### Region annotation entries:

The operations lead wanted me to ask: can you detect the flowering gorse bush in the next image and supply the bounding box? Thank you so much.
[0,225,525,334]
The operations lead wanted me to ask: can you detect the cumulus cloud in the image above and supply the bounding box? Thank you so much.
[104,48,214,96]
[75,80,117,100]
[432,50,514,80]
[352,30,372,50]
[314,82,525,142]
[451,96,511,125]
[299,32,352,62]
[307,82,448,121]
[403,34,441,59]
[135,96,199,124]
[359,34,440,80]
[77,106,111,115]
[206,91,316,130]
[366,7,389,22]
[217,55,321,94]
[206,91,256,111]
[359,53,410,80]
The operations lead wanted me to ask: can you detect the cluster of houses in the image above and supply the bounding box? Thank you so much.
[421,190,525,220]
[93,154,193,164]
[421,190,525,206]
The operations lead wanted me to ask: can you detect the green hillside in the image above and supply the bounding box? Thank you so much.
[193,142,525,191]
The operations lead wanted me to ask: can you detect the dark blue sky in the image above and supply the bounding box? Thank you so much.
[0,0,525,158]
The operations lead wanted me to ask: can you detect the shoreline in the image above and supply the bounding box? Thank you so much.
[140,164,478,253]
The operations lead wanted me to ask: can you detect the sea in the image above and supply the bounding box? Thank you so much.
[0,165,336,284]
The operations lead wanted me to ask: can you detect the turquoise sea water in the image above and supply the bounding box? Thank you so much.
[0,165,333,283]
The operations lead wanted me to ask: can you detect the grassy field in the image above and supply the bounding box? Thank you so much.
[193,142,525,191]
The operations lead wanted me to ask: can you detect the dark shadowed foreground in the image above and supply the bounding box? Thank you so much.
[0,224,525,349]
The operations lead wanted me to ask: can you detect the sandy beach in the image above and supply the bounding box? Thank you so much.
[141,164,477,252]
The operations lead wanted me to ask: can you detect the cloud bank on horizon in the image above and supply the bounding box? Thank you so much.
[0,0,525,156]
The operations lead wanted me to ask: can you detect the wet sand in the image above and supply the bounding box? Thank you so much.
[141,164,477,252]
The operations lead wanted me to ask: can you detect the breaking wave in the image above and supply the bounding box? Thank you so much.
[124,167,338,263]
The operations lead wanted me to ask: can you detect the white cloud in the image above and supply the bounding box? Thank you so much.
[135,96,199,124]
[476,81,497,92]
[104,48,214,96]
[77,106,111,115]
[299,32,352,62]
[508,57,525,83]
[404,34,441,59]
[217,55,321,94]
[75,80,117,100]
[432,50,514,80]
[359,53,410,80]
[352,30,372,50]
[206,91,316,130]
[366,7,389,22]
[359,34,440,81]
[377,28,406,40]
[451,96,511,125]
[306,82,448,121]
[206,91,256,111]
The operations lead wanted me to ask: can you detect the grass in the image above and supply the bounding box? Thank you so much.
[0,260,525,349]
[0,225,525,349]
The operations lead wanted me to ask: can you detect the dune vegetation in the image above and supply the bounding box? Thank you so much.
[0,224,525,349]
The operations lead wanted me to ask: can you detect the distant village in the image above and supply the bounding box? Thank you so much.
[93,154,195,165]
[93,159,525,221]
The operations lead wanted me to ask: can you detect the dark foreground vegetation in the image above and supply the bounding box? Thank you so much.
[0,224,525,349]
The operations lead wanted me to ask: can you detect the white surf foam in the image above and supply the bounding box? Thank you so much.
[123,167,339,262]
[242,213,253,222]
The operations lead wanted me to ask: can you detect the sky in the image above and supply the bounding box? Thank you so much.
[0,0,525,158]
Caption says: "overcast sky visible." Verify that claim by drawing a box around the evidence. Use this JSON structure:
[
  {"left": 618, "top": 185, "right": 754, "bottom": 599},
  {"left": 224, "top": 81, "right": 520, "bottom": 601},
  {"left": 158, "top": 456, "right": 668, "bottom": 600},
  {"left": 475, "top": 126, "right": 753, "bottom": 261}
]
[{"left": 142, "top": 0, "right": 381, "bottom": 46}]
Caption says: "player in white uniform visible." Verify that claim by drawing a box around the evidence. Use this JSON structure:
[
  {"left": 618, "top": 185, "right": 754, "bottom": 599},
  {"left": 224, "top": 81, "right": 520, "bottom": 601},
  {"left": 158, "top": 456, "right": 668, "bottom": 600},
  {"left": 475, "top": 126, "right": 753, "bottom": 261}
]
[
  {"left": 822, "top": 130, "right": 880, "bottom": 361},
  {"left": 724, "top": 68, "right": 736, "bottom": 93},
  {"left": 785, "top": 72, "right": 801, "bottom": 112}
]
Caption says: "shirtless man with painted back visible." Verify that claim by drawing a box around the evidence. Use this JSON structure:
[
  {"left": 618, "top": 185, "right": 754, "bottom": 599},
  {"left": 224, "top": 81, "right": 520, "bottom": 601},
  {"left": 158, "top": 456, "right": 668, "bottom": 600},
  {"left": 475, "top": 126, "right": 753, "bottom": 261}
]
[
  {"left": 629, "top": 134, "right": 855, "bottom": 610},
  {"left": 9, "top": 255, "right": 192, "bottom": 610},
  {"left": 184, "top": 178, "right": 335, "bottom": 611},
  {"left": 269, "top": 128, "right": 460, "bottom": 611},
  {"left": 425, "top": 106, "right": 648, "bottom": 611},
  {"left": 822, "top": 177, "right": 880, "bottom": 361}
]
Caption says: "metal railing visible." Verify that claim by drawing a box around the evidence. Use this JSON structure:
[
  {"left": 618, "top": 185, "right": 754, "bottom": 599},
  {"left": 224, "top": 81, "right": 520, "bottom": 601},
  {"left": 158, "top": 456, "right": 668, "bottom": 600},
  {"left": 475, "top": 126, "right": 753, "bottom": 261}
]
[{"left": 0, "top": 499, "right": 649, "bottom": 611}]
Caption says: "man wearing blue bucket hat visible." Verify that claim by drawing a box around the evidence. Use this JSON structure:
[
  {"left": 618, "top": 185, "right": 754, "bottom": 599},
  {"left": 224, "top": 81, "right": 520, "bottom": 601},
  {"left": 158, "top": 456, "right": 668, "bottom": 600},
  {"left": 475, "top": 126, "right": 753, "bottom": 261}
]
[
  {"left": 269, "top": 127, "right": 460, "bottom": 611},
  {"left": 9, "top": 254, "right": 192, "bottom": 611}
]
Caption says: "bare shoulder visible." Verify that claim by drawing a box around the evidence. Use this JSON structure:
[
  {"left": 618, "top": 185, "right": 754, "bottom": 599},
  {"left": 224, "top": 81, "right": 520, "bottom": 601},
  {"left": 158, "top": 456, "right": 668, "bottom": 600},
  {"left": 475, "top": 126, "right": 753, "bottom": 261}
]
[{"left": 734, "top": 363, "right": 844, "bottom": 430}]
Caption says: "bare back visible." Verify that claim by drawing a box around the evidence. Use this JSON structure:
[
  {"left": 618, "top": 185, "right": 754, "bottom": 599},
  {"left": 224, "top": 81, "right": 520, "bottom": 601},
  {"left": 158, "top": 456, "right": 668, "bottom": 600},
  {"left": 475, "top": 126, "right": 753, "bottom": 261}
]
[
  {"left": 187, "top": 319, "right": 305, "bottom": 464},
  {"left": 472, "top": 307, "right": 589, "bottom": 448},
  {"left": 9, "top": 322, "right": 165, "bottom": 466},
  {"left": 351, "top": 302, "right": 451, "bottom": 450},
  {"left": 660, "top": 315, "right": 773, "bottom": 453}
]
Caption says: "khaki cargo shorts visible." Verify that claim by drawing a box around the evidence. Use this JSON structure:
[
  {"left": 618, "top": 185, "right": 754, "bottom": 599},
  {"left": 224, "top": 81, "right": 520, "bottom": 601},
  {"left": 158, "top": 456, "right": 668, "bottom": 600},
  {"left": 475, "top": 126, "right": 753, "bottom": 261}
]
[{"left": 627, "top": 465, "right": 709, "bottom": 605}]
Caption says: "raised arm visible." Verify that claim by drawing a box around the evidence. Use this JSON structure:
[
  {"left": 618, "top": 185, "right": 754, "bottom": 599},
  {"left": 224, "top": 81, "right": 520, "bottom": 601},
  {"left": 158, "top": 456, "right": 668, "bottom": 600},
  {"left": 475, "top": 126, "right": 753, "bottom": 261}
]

### The request:
Rewrite every line from the start of the items down through the line containing "[421,190,525,206]", requests included. Scale each bounding-box coordinate in the answers by 2.15 and round to whole numbers, with halves rounded up.

### Solution:
The operations lead wanted me to ask: can you detect the flowering gorse bush in the next image and supply the bounding box? Thank you so much.
[0,484,1129,718]
The operations lead wanted me to ask: can you detect the cumulus cloud in the image above and supply the bounding box? Thank you so much.
[224,103,460,206]
[161,172,252,215]
[929,108,1105,172]
[757,65,800,108]
[675,176,1129,305]
[970,206,1099,269]
[643,69,757,133]
[660,176,963,260]
[866,73,948,127]
[290,206,428,267]
[772,73,946,172]
[166,228,239,247]
[443,196,679,280]
[787,15,836,47]
[467,118,690,202]
[443,196,550,239]
[772,114,882,172]
The operations lead wanted me to ask: can you detect the cluster of houses in the image above and supply the bounding box? Thank you so much.
[905,409,1129,473]
[200,331,415,353]
[905,409,1129,443]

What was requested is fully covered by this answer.